> [DATASET CONTENT]:
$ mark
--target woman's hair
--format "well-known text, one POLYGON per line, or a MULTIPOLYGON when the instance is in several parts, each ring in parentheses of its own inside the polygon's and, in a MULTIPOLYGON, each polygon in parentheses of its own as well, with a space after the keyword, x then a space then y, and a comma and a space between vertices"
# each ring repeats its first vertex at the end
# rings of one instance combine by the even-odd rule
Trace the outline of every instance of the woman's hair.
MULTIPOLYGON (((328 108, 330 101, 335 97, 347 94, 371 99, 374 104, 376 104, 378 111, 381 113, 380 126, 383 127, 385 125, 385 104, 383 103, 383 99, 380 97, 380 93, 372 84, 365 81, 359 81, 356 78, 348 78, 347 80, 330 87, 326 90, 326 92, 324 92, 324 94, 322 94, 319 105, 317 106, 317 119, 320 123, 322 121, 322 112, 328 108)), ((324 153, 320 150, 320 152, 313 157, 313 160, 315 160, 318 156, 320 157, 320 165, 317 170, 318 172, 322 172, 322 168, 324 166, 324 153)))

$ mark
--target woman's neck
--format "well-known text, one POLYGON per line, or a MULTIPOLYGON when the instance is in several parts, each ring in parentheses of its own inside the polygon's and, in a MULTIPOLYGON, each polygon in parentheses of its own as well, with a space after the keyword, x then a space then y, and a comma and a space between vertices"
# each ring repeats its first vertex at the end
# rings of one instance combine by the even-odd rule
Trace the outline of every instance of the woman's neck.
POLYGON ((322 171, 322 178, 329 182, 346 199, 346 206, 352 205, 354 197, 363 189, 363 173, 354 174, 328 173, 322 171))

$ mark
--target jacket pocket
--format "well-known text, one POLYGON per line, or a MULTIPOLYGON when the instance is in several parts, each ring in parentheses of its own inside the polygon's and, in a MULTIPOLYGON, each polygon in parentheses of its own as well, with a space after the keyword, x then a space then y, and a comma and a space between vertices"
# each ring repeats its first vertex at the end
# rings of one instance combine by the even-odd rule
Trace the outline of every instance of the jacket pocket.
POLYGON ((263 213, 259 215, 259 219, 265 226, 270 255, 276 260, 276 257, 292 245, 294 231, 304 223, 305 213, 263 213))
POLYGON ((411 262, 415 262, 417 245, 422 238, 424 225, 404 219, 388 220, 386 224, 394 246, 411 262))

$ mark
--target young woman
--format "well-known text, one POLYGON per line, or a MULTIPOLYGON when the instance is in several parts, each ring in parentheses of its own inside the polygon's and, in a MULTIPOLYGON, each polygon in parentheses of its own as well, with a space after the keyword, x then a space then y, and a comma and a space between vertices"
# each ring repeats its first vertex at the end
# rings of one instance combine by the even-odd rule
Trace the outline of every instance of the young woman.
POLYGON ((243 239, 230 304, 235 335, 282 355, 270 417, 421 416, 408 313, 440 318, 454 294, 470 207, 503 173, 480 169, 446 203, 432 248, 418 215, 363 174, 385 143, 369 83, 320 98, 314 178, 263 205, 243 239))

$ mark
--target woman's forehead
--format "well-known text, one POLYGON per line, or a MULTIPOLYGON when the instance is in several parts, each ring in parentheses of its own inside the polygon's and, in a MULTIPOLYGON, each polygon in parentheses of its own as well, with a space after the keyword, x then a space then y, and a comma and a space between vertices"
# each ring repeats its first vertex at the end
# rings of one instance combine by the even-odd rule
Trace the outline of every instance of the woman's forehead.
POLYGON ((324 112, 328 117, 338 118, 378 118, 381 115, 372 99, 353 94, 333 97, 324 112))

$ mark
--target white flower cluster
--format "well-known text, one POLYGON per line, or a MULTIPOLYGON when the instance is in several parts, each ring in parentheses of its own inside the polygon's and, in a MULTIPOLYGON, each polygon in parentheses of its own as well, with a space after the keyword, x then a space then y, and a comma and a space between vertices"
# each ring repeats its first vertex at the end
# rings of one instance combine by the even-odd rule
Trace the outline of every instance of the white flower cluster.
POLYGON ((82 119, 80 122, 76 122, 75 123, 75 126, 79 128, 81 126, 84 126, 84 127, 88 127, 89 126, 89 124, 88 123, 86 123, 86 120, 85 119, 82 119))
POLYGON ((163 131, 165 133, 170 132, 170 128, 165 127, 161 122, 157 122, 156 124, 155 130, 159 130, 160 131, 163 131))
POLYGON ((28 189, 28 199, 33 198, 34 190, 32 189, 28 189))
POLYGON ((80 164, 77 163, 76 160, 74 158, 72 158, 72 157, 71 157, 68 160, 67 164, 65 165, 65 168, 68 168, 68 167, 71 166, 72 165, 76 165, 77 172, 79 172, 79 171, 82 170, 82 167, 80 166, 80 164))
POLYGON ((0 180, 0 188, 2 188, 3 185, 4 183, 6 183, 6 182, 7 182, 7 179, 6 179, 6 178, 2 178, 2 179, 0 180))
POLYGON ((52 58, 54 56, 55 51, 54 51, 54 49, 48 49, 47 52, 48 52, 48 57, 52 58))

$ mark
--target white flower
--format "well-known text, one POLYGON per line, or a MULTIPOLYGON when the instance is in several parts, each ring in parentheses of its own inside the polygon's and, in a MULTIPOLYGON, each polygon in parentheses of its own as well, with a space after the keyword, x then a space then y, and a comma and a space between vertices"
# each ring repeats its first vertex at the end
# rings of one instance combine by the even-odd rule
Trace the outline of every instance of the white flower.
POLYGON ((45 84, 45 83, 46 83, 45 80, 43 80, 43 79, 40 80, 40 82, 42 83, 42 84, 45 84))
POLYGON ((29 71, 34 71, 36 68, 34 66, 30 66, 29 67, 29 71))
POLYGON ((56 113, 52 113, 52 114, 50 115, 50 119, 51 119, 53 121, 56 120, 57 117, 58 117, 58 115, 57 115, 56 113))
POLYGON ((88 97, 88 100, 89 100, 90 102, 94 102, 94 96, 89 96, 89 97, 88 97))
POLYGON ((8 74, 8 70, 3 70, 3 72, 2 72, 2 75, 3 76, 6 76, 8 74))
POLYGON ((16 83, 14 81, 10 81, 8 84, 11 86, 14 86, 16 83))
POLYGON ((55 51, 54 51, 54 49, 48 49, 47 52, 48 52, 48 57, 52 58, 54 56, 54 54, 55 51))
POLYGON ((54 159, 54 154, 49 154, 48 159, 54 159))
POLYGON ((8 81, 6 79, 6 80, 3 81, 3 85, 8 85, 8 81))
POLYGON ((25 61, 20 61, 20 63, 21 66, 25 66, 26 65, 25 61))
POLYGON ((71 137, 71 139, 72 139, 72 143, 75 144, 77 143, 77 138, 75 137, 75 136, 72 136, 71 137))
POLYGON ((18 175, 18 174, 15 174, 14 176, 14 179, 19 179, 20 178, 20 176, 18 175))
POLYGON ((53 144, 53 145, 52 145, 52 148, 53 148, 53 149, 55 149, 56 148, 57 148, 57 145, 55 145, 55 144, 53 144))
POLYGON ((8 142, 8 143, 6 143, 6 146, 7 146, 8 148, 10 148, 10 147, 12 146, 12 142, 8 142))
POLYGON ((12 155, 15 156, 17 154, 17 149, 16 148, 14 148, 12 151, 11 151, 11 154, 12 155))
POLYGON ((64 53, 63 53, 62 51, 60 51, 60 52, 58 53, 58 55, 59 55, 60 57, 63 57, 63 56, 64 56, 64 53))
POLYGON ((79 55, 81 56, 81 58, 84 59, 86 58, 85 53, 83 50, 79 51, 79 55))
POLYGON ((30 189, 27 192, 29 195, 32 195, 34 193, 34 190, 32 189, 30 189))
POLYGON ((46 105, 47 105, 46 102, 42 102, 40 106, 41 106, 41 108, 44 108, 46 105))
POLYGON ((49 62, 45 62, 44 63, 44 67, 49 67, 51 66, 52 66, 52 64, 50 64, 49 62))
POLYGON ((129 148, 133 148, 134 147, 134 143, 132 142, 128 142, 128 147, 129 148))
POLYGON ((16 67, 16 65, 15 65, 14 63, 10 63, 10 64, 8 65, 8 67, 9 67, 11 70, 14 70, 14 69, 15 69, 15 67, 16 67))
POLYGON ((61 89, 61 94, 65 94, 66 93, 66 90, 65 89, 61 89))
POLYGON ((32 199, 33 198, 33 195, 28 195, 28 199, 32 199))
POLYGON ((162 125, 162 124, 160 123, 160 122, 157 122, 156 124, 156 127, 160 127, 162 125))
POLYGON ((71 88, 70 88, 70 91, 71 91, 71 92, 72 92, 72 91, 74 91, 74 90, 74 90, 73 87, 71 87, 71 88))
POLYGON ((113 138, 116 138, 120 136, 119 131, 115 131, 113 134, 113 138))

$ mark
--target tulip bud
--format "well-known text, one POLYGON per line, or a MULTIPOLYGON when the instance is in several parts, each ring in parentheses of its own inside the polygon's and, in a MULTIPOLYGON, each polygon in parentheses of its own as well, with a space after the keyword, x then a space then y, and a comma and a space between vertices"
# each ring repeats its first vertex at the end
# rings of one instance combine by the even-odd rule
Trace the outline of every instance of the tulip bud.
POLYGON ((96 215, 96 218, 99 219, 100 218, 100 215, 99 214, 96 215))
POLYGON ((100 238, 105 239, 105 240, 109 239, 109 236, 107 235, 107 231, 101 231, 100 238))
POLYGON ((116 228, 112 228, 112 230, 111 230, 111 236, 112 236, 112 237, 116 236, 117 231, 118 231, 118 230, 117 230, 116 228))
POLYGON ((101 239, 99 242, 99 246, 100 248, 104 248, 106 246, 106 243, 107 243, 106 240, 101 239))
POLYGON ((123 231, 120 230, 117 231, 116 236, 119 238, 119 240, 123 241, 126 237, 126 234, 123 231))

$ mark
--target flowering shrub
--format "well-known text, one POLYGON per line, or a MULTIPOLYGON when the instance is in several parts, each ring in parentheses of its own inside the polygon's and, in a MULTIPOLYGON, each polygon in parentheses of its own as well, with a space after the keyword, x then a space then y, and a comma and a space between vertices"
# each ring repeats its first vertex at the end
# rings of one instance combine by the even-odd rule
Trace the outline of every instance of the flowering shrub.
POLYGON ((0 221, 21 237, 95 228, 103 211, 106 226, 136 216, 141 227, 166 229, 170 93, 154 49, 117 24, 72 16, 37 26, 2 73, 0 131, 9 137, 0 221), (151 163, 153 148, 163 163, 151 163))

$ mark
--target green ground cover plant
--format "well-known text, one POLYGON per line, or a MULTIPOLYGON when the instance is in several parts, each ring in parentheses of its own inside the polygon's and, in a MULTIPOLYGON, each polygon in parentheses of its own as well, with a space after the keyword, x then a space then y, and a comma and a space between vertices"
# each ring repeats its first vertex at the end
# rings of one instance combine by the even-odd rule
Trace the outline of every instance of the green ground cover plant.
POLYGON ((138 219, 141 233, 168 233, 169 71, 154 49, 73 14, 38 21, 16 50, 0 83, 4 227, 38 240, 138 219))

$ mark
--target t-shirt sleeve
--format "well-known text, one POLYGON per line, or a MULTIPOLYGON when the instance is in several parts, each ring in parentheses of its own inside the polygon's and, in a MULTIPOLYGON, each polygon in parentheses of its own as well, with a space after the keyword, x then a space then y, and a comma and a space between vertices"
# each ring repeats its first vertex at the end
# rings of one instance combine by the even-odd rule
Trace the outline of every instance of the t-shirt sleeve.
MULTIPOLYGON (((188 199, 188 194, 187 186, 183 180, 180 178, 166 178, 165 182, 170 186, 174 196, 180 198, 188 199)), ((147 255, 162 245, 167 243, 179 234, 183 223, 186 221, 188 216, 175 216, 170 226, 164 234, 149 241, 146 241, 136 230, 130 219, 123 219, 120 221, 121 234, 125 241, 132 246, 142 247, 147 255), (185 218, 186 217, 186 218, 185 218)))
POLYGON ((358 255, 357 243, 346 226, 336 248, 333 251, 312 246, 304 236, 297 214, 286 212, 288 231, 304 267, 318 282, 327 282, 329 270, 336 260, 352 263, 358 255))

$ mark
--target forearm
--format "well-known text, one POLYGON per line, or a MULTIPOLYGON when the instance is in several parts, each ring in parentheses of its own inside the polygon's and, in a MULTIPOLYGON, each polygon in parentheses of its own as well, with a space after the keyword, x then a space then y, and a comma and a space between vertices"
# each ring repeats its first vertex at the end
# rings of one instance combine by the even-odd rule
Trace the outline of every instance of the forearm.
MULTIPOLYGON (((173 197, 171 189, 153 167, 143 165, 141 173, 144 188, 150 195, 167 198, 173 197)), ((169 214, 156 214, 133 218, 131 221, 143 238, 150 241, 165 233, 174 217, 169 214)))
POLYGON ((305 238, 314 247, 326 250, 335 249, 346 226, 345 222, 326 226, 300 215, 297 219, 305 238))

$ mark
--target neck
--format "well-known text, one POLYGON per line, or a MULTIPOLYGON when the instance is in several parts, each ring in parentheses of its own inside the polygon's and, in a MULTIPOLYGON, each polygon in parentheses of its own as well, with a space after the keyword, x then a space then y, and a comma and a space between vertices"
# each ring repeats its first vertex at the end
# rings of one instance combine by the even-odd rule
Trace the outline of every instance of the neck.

> [GIVEN EXERCISE]: Please count the lines above that contain the word "white". Case matters, so give only the number.

> [ANSWER]: 4